Действительно, в 1939 году Александр Гладков был осужден на один год принудительных работ. Он обвинялся в краже книг из Библиотеки им. Ленина. Из письма дирекции указанной библиотеки в Московский профессиональный комитет драматургов: «2-го апреля 1939 г. читательница главного читального зала сообщила инспектору, что она заметила, как один из читателей спрятал под пиджак книгу, взяв ее из шкафа, находящегося в читальном зале для непосредственного использования книг читателями. Задержанный по ее указанию читатель оказался Александром Константиновичем Гладковым, журналистом по профессии. Гладков отрицал факт хищения, просил отпустить его, ссылаясь на срочные дела и по дороге в караульное помещение милиции пытался выбросить спрятанные у него книги. При обыске у Гладкова, под пиджаком, нашли три книги, принадлежащие библиотеке, и одну книгу, украденную ранее, лежавшую в кармане пальто с затертым штемпелем Библиотеки и надписью „А. Гладков“. При обыске в квартире, произведенным в тот же вечер 6 отделением милиции, было найдено еще 58 книг, принадлежащих Библиотеке Ленина и украденных Гладковым в течение последних месяцев, а также несколько книг из других библиотек. На следующее утро Гладков принес еще 7 книг Библиотеке им. Ленина. Все украденные им книги были взяты им из „открытого доступа“. Это были вовсе не „уникальные“ издания, как пишет корреспондент в газете „Правда“, а советские книги последних лет — русская и переводная беллетристики и книги по искусству. При задержании, например, у него были отобраны избранные сочинения Мериме и книги Хеммингуея (списка украденных книг не сохранилось)». Далее в этом письме называется дата судебного слушания по данному делу — 13 мая 1939 года, и приговор в виде одного года исправительно-трудовых работ.

===============

● ЗАДАНИЕ A
Согласуются ли со статьей о деле Александра Гладкова следующие утверждения: (i) при обыске в квартире Гладкова нашли 58 книг Библиотеки Ленина; (ii) украденные книги были уникальными изданиями; (iii) список украденных книг сохранился? На каждое ответьте «да» или «нет» и приведите решающие слова статьи в точной цитате.
Статья и перечень никак не связаны друг с другом.

===============

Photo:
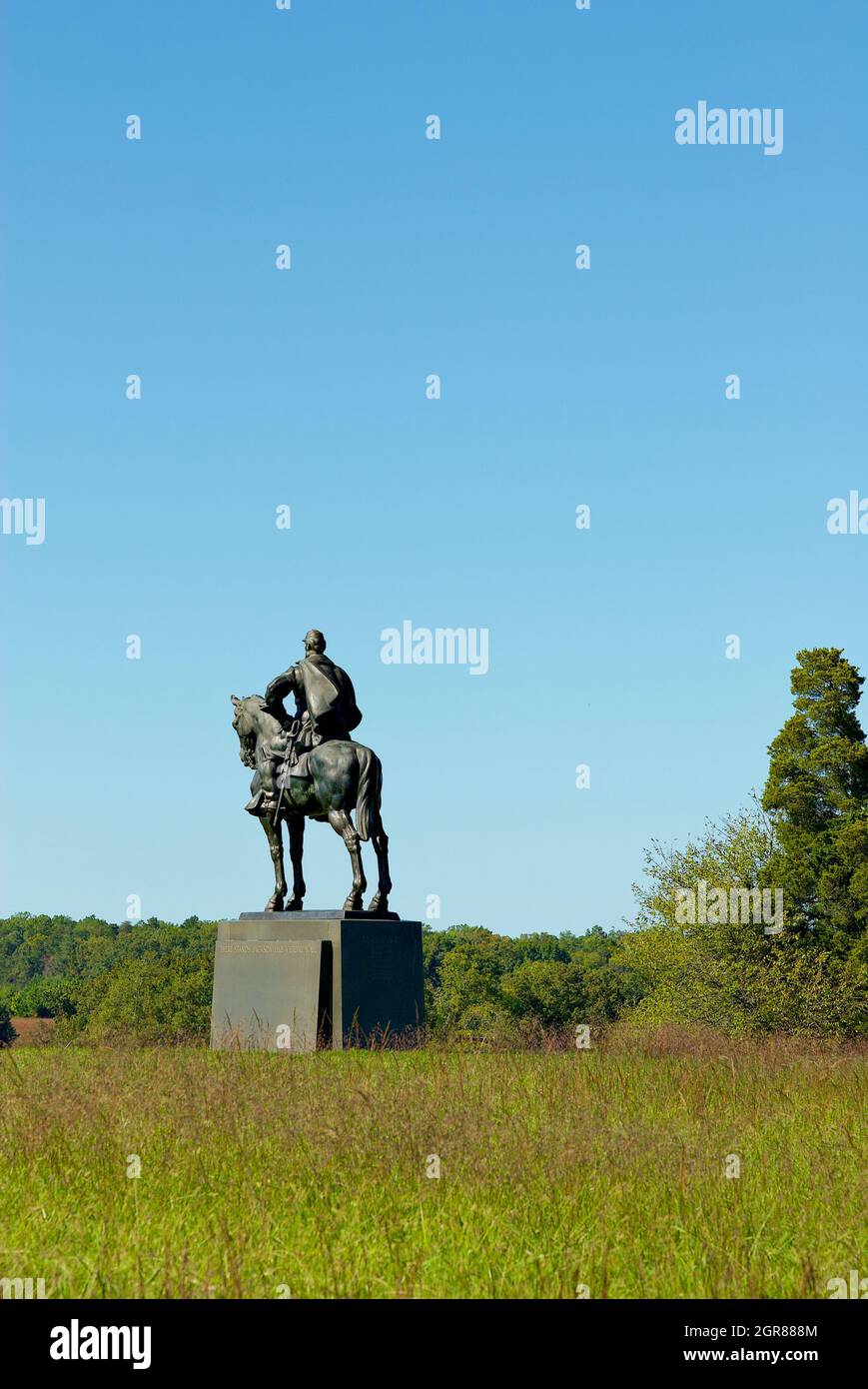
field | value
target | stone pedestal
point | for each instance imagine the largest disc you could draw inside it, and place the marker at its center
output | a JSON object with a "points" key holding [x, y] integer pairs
{"points": [[299, 979]]}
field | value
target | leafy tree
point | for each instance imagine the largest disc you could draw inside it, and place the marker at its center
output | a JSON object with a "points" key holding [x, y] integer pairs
{"points": [[551, 992], [729, 974]]}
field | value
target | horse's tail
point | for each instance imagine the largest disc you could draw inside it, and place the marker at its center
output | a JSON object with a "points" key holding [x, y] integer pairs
{"points": [[370, 786]]}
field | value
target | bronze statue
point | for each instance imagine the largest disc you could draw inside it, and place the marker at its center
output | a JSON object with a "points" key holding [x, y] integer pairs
{"points": [[310, 766]]}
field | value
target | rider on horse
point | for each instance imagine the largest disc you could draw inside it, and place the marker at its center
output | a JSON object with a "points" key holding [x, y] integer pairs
{"points": [[326, 704]]}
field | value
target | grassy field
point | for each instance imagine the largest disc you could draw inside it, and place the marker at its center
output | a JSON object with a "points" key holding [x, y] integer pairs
{"points": [[306, 1177]]}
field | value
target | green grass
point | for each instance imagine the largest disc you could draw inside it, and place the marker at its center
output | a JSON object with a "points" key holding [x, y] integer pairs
{"points": [[604, 1168]]}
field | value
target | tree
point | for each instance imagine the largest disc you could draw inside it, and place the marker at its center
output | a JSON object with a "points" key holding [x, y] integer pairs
{"points": [[547, 990], [7, 1031], [817, 797]]}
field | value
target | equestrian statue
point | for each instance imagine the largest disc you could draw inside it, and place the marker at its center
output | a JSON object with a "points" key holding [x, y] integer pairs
{"points": [[309, 766]]}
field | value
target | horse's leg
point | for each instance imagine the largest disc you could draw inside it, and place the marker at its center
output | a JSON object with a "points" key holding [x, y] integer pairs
{"points": [[296, 848], [380, 901], [275, 843], [342, 825]]}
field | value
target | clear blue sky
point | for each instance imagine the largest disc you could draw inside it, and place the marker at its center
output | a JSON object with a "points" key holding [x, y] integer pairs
{"points": [[307, 388]]}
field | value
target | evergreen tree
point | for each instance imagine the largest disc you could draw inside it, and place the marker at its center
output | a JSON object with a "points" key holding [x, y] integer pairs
{"points": [[817, 797]]}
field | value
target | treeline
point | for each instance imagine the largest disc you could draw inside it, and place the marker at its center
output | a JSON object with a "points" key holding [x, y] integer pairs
{"points": [[757, 925], [153, 979]]}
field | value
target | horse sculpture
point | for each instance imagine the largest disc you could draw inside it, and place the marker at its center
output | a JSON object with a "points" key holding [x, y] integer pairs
{"points": [[341, 776]]}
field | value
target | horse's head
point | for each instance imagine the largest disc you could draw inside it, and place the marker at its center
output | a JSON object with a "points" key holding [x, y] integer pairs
{"points": [[246, 723]]}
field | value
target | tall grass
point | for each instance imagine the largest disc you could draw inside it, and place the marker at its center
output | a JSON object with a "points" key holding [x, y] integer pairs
{"points": [[306, 1175]]}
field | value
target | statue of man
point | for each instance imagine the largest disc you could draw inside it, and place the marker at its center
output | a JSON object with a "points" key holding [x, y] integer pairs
{"points": [[326, 698]]}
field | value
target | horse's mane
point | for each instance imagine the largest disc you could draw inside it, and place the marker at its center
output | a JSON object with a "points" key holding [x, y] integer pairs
{"points": [[275, 709]]}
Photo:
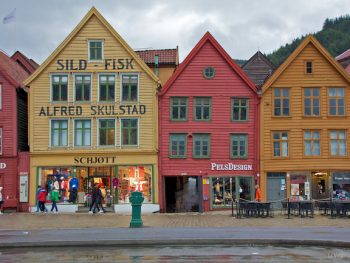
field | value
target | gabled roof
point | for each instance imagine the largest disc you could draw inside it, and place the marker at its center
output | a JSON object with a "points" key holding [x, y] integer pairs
{"points": [[166, 56], [93, 12], [12, 71], [296, 52], [208, 38]]}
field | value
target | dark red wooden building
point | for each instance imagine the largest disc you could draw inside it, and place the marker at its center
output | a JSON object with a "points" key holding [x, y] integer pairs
{"points": [[14, 155], [208, 132]]}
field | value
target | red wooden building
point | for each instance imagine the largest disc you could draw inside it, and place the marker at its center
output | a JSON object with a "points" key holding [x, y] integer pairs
{"points": [[14, 155], [208, 132]]}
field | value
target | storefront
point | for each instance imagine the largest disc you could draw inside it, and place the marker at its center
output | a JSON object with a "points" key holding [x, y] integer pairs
{"points": [[98, 123]]}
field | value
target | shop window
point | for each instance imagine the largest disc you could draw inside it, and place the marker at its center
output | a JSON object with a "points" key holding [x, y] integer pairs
{"points": [[201, 145], [202, 109], [311, 101], [178, 145], [336, 101], [312, 143], [95, 50], [281, 102], [240, 108], [178, 108], [134, 178], [280, 143], [130, 87], [129, 129], [82, 85], [106, 87], [106, 132], [59, 133], [338, 143], [82, 132], [59, 87], [239, 146]]}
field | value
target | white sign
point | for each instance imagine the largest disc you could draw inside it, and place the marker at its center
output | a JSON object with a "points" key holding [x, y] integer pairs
{"points": [[231, 167]]}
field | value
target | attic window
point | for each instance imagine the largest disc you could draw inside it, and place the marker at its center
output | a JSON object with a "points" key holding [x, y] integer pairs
{"points": [[209, 72], [309, 67]]}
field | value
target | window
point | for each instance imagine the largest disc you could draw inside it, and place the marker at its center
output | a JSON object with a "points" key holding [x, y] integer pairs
{"points": [[178, 145], [280, 144], [59, 133], [312, 102], [201, 145], [59, 87], [202, 109], [106, 132], [338, 143], [82, 87], [281, 102], [336, 101], [239, 145], [308, 67], [107, 88], [95, 50], [130, 87], [240, 109], [209, 72], [178, 108], [82, 132], [129, 131], [312, 143]]}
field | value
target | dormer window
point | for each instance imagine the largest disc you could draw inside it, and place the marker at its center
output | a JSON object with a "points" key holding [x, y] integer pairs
{"points": [[309, 68], [95, 50]]}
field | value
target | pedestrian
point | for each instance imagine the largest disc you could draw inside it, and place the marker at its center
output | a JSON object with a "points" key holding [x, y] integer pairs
{"points": [[258, 196], [1, 200], [42, 200]]}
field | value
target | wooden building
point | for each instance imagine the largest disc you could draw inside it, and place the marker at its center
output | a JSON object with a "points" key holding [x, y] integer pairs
{"points": [[14, 155], [93, 117], [207, 132], [304, 127]]}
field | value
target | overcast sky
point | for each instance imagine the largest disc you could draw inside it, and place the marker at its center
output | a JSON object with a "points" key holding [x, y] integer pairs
{"points": [[241, 27]]}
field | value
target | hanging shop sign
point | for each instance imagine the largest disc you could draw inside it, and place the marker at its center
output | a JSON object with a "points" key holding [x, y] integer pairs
{"points": [[99, 110], [231, 167], [81, 64]]}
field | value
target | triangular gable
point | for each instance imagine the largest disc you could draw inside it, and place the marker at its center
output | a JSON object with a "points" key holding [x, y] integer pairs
{"points": [[208, 38], [93, 12], [294, 55]]}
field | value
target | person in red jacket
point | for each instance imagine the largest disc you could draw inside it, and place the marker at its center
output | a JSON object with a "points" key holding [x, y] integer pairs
{"points": [[42, 199]]}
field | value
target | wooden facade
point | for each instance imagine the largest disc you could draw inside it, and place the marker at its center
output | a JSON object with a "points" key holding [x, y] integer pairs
{"points": [[119, 109], [197, 169], [304, 126]]}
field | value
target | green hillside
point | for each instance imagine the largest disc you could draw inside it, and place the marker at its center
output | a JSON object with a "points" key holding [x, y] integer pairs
{"points": [[334, 36]]}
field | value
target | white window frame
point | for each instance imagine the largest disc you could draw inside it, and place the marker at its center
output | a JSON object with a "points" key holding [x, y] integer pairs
{"points": [[138, 132], [121, 87], [91, 126], [68, 78], [103, 44], [98, 132], [50, 132]]}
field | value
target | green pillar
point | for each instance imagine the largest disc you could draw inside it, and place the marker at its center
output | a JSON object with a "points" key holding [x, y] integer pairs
{"points": [[136, 200]]}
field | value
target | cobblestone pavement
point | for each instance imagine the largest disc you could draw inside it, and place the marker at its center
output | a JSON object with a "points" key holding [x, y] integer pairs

===============

● ЗАДАНИЕ B
Найдите в перечне каждую строку, где встречается слово «window», и выпишите ее целиком. Регистр букв имеет значение.

● ОТВЕТ A
(i) Да: «было найдено еще 58 книг, принадлежащих Библиотеке Ленина».
(ii) Нет: «Это были вовсе не „уникальные“ издания».
(iii) Нет: «списка украденных книг не сохранилось».

● ОТВЕТ B
target | shop window
target | attic window
target | window
target | dormer window
target | white window frame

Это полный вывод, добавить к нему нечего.